** Task input follows **

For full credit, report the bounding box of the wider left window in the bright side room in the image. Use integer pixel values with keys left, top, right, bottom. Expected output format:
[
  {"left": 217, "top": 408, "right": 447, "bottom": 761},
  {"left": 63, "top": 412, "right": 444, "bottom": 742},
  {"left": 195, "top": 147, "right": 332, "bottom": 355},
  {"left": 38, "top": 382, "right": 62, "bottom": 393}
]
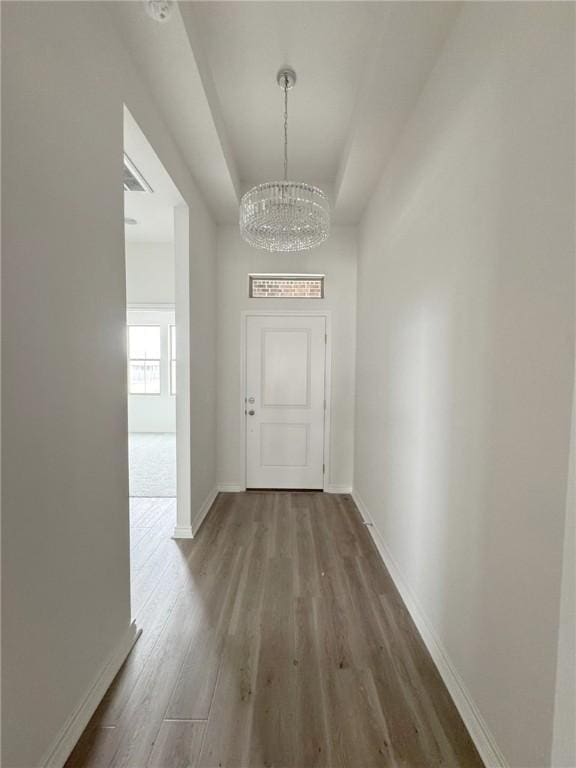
[{"left": 128, "top": 325, "right": 161, "bottom": 395}]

** End of Task input **

**The task**: Hand back the data above exactly, with no images.

**Finished exercise**:
For full credit, report the bounding box of the wider left window in the bright side room in the image. Use integer pixel values with keys left, top, right, bottom. Expected output format:
[
  {"left": 217, "top": 408, "right": 447, "bottom": 761},
  {"left": 63, "top": 412, "right": 444, "bottom": 742},
  {"left": 195, "top": 147, "right": 332, "bottom": 355},
  {"left": 38, "top": 382, "right": 62, "bottom": 393}
]
[{"left": 128, "top": 325, "right": 161, "bottom": 395}]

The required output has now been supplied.